PAGE =
*****
Skip to content

SPYDER Data Model

SPYDER creates a graph-based representation of internet infrastructure, modeling entities as nodes and relationships as edges.

Node Types

Domain Nodes (NodeDomain)

Represents DNS domains and hostnames.

go
type NodeDomain struct {
    Host      string    `json:"host"`        // Fully qualified domain name
    Apex      string    `json:"apex"`        // Apex/root domain
    FirstSeen time.Time `json:"first_seen"`  // First discovery timestamp
    LastSeen  time.Time `json:"last_seen"`   // Last observation timestamp
}

Examples:

json
{
  "host": "www.example.com",
  "apex": "example.com",
  "first_seen": "2024-01-01T12:00:00Z",
  "last_seen": "2024-01-01T12:00:00Z"
}

Key Properties:

  • Host: The complete domain name (e.g., www.example.com, cdn.example.org)
  • Apex: The registrable domain using public suffix rules (e.g., example.com for www.example.com)
  • Timestamps: Track first discovery and last observation for temporal analysis

IP Address Nodes (NodeIP)

Represents IPv4 and IPv6 addresses.

go
type NodeIP struct {
    IP        string    `json:"ip"`          // IP address (IPv4 or IPv6)
    FirstSeen time.Time `json:"first_seen"`  // First discovery timestamp
    LastSeen  time.Time `json:"last_seen"`   // Last observation timestamp
}

Examples:

json
{
  "ip": "93.184.216.34",
  "first_seen": "2024-01-01T12:00:00Z",
  "last_seen": "2024-01-01T12:00:00Z"
*****
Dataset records
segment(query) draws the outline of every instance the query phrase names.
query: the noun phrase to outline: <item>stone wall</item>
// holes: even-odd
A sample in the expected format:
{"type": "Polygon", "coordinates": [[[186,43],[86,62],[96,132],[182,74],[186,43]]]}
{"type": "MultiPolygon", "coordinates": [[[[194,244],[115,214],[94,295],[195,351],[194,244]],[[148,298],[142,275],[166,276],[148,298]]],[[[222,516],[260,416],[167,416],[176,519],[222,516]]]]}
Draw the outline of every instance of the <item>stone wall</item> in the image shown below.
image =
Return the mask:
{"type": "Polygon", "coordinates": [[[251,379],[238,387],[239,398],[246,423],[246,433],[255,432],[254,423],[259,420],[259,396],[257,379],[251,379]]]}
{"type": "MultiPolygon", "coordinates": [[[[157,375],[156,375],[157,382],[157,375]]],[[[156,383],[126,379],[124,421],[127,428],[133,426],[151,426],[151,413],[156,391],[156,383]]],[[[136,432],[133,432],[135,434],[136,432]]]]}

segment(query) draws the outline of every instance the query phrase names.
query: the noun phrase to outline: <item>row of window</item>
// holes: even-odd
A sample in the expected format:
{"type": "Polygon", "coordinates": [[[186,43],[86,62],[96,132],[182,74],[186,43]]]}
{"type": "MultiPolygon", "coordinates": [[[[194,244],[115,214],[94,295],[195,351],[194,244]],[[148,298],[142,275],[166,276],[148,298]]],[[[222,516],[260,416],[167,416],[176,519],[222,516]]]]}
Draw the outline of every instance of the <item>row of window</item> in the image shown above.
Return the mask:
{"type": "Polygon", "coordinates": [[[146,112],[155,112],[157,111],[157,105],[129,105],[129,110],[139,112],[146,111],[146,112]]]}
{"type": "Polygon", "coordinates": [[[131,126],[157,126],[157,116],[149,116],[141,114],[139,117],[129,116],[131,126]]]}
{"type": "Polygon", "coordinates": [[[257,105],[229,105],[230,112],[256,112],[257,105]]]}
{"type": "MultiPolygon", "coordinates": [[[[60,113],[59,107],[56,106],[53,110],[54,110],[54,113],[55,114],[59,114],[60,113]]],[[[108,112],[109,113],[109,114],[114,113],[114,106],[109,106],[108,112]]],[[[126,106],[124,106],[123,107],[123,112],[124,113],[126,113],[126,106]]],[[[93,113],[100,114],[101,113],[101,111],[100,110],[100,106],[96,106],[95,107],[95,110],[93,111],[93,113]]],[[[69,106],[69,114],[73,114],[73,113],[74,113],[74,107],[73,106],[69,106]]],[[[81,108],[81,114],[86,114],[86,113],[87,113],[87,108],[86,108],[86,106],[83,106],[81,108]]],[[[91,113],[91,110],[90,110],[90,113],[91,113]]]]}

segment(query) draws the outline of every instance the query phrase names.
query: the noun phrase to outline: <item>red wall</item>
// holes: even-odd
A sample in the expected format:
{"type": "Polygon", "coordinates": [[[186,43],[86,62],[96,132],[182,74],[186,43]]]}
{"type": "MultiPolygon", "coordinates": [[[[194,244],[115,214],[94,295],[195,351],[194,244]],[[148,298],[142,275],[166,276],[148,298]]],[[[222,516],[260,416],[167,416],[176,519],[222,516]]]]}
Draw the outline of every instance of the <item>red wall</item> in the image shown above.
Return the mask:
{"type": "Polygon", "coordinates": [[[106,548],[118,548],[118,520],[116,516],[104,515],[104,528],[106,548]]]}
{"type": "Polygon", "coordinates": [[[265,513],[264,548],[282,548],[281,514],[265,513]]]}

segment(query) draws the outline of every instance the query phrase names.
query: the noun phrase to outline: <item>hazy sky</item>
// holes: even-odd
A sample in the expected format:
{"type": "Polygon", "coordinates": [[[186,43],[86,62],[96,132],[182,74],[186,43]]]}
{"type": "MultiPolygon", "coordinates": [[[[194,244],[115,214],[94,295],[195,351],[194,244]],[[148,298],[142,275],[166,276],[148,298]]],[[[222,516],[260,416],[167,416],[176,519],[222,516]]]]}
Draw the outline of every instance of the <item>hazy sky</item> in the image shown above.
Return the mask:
*****
WHAT TO DO =
1. According to the SPYDER data model page, why does a domain node store the FirstSeen and LastSeen timestamps? Answer in one to three sentences.
2. Answer these questions from the SPYDER data model page:
(a) What does SPYDER model as edges in its graph?
(b) What apex value is given for www.example.com?
(c) What IP address appears in the IP address node example?
3. Proceed with the SPYDER data model page, continuing from the point where it stops.
These lines have no connection to the SPYDER data model page.

RESPONSES TO THE TASKS =
1. They record when the domain was first discovered and when it was last observed. This is done so the data can support temporal analysis.

2.
(a) Relationships between entities.
(b) example.com
(c) 93.184.216.34

3.
}

Key Properties:

  • IP: String representation of IPv4 or IPv6 address
  • Format: IPv4 in dotted decimal, IPv6 in compressed format
  • Deduplication: Same IP from different sources creates single node

Certificate Nodes (NodeCert)

Represents TLS/SSL certificates and their metadata.

go
type NodeCert struct {
    SPKI      string    `json:"spki_sha256"` // SHA-256 of Subject Public Key Info
    SubjectCN string    `json:"subject_cn"`  // Subject Common Name
    IssuerCN  string    `json:"issuer_cn"`   // Issuer Common Name
    NotBefore time.Time `json:"not_before"`  // Certificate validity start
    NotAfter  time.Time `json:"not_after"`   // Certificate validity end
}

Examples:

json
{
  "spki_sha256": "B7+tPUdz9OYBgGpZFY9V1MyXOsL88K8AJ2m2Jv8YsPM=",
  "subject_cn": "*.example.com",
  "issuer_cn": "Let's Encrypt Authority X3",
  "not_before": "2024-01-01T00:00:00Z",
  "not_after": "2024-04-01T00:00:00Z"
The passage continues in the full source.